**Given text**
Hello, my son came home from school today with high glucose levels which is never the case. We thought his Pod may be bad so we replace it. When the old Pod was removed, we noticed a rather large bump which we thought was an insulin pocket.
Questions: is the insulin trapped in this pocket and will it eventually absorb in his system? Should we worry about unexpected lows, especially tonight? Anything we need to know since this is our first time experiencing this situation?
Luke @Luke123 you are right to be concerned or, even just to be more observant than usual. Personally, I’ve not experienced "a release of accumulated insulin when I’ve needed to replace an infusion device that left a lump but your assumption may be correct - I don’t use Pods.
When he eats supper, consider not to add too much “correction” to his meal bolus and then later consider if he needs a snack or bolus correction. Based on my experience - I’m NOT a licensed medical provider.
Hi @Luke123 . I hope all is well with your son now.
From time to time people - not just you - post urgent questions after hours - even in the wee hours of the morning - needing medical advice on the situation they have going on. I just wanted to remind - if you have an urgent issue it’s best to contact your physician: they can give actual medical advice based on familiarity with the patient. The forum on the other hand is great for general guidance for things to consider, but it should not be taken as medical advice, and responses can be long in coming.
A lump or bump under a pod or infusion set (for non-podders) should resolve itself, but if it doesn’t it is time to get a doctor’s opinion. There are far too many variables to help you. If a solid bump is felt, it is highly unlikely that it is filled with insulin. even a 10 unit dose is barely a drop. At 0.1 mL (10 units) is a tiny drop, smaller than a tiny pebble larger than a grain of sand. It is much more likely that a bump that you can feel is a swelling, histamine reaction such as a hive of some kind, or other problem. good luck I hope it’s nothing!
That means he needs a break from that specific site. The absorption isnt going to be goid their until the bump goes down. My son got that with the tslim. Just try to rotate sites nore it will go down. I also bought palmers cocoa butter a big tub. My endo can’t belive how clear my Sons skin is. She recommends to her patients now It takes all of the scars away. Makes the bumps go down faster.
@Luke123 I’ve been on Dash for a year and have frequently, more often than not, noticed a bump (sounds similar to your experience) when removing a pod. Most often it is dry except for the cannula hole which may bleed just a bit for a second or two; but I have had a few in which the bump is wet and when wiped smells of insulin. I think the former are due to when I have larger boluses for meals “puffing” up the surrounding tissue until it absorbs; the latter it think are due to a bit of “tunneling” around the cannula where the insulin isn’t absorbed and is leaking around the cannula. I’ve noticed the latter type occur when I’ve also noted a need for increased correction doses which seems confirming of the theory. However, I second @wadawabbit 's recommendation, if concerned, seek the advice of a Doc, RN, etc. with expertise about pumps; that said, not all docs are that familiar, so chose your source carefully and judge their knowledge level.

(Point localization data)
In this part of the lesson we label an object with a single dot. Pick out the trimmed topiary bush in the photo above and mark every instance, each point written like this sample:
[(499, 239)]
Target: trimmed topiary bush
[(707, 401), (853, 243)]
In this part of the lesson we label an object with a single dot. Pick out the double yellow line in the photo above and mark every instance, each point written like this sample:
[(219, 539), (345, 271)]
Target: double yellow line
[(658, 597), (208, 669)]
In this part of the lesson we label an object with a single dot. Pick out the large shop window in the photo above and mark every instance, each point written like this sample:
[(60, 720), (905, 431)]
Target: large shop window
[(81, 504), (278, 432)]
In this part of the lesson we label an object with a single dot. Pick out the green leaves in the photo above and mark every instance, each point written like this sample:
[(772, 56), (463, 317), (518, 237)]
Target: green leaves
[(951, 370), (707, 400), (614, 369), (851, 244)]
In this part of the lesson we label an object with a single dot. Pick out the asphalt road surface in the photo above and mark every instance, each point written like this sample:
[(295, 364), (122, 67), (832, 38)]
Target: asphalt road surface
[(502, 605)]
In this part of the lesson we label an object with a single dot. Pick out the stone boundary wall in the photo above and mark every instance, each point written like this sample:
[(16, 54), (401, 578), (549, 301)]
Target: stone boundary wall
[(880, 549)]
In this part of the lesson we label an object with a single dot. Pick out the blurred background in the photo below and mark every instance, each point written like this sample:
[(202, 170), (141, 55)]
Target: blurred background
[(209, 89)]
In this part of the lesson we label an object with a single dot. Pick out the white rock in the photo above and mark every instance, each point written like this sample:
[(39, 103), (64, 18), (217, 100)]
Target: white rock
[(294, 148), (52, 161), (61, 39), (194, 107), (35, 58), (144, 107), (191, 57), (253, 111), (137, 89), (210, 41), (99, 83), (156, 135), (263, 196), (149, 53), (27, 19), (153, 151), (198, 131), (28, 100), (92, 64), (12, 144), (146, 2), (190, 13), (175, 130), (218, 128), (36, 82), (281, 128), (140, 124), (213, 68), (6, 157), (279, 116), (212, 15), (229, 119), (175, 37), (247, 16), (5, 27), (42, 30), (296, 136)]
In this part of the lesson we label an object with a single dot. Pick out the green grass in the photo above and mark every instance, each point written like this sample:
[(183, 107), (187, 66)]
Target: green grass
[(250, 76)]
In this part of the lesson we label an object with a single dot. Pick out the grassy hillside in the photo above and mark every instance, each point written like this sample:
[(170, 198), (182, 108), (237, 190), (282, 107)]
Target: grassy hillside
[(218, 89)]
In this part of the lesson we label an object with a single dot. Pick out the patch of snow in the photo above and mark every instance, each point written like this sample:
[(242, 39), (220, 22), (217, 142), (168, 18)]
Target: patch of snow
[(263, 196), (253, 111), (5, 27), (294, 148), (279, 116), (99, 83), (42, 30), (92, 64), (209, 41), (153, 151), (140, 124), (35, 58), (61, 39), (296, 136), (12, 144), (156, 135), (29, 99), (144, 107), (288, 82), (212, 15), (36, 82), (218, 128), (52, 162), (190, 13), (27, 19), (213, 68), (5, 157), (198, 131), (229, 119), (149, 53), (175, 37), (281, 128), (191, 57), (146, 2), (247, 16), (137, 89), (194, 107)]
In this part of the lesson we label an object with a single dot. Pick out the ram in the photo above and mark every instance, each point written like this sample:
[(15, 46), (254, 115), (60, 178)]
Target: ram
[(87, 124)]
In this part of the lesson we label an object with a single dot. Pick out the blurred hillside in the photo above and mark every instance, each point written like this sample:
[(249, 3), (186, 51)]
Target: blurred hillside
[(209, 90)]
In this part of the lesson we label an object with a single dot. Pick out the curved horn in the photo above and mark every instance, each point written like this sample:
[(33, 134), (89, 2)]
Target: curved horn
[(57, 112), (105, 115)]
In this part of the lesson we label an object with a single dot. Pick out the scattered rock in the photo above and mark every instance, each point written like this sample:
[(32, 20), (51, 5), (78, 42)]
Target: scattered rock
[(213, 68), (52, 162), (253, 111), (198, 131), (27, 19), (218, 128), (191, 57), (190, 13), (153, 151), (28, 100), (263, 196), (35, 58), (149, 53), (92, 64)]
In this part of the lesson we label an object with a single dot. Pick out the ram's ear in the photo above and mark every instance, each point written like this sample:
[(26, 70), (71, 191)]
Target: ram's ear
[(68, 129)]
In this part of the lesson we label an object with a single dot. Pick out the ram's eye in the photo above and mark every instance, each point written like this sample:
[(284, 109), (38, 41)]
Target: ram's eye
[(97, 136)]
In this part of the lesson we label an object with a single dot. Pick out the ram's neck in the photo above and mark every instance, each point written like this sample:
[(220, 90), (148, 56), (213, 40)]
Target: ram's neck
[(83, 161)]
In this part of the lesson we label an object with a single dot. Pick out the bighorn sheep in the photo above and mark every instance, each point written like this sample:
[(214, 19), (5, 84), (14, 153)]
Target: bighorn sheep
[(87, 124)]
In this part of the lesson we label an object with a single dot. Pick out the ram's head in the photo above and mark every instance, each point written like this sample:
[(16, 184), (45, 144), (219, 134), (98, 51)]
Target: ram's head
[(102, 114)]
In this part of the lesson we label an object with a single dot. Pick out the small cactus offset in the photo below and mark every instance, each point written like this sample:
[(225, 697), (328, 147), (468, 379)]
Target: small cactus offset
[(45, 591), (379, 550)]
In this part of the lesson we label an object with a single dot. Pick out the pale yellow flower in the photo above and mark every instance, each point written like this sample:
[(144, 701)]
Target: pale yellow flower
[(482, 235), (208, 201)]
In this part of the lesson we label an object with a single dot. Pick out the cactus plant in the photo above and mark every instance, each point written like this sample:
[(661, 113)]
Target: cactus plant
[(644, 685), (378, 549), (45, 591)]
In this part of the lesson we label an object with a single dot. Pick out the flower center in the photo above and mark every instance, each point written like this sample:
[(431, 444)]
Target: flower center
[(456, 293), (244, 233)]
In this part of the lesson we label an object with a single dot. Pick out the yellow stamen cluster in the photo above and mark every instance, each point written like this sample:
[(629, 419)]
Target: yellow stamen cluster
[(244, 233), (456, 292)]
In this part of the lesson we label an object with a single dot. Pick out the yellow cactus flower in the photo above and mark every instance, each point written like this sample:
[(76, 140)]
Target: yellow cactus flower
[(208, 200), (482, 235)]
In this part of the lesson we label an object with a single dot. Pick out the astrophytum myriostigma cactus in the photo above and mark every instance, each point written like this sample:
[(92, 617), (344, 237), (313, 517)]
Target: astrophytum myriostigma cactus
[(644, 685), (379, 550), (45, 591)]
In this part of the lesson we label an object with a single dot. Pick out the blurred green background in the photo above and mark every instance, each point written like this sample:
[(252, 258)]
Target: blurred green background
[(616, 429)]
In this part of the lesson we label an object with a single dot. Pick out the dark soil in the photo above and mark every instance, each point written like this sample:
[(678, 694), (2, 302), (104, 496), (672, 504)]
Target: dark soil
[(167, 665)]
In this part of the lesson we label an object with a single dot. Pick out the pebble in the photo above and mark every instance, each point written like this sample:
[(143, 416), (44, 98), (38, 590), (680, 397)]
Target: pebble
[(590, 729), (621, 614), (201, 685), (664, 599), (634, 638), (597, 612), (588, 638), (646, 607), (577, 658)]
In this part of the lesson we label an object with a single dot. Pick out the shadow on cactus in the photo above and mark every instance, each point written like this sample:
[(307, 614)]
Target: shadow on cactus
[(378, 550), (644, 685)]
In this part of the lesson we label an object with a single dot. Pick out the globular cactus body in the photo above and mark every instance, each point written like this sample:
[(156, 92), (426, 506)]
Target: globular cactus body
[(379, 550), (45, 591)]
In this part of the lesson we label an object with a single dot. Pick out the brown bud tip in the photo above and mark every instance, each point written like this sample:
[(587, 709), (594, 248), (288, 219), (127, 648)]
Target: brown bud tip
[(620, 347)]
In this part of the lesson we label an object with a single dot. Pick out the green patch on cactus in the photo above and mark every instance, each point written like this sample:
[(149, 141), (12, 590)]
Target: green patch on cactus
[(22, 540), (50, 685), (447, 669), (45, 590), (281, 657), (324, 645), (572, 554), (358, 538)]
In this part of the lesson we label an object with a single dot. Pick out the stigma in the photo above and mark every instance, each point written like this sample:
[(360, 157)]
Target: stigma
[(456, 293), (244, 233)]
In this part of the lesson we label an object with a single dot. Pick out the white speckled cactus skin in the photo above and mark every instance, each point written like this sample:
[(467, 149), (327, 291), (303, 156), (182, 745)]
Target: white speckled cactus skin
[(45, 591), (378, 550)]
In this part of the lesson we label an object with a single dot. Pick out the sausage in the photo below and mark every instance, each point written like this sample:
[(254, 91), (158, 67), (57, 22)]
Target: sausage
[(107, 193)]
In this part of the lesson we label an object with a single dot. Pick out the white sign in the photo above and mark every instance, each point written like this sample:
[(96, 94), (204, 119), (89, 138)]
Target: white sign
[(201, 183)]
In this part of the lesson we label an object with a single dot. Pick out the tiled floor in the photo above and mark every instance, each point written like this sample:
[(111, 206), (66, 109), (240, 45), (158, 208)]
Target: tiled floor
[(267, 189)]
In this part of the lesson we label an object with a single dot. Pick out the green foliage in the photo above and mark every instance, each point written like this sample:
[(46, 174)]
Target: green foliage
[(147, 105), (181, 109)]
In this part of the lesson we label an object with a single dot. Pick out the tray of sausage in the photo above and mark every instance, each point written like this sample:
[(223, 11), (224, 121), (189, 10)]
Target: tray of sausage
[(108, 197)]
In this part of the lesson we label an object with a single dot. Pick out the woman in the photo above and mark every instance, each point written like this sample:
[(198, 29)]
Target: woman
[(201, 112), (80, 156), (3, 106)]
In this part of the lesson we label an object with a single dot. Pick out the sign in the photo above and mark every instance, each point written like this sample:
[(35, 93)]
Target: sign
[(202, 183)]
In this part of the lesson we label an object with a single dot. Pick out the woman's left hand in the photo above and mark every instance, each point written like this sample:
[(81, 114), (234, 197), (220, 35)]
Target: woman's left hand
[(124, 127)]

**Exercise instructions**
• 1. Answer these questions from the forum thread:
(a) What did the parents replace after their son came home with high glucose levels?
(b) What volume does the thread give for a 10 unit dose of insulin?
(c) How long has the poster who mentions Dash been using it?
• 2. Retype everything in the forum thread from "From time to" down to "long in coming.".
• 3. List every question the original poster asks in the forum thread.
The lines are separate material and are not connected to the forum thread.

**Outputs by task**
• 1.
(a) His Pod.
(b) 0.1 mL.
(c) A year.

• 2.
From time to time people - not just you - post urgent questions after hours - even in the wee hours of the morning - needing medical advice on the situation they have going on. I just wanted to remind - if you have an urgent issue it’s best to contact your physician: they can give actual medical advice based on familiarity with the patient. The forum on the other hand is great for general guidance for things to consider, but it should not be taken as medical advice, and responses can be long in coming.

• 3.
- is the insulin trapped in this pocket and will it eventually absorb in his system?
- Should we worry about unexpected lows, especially tonight?
- Anything we need to know since this is our first time experiencing this situation?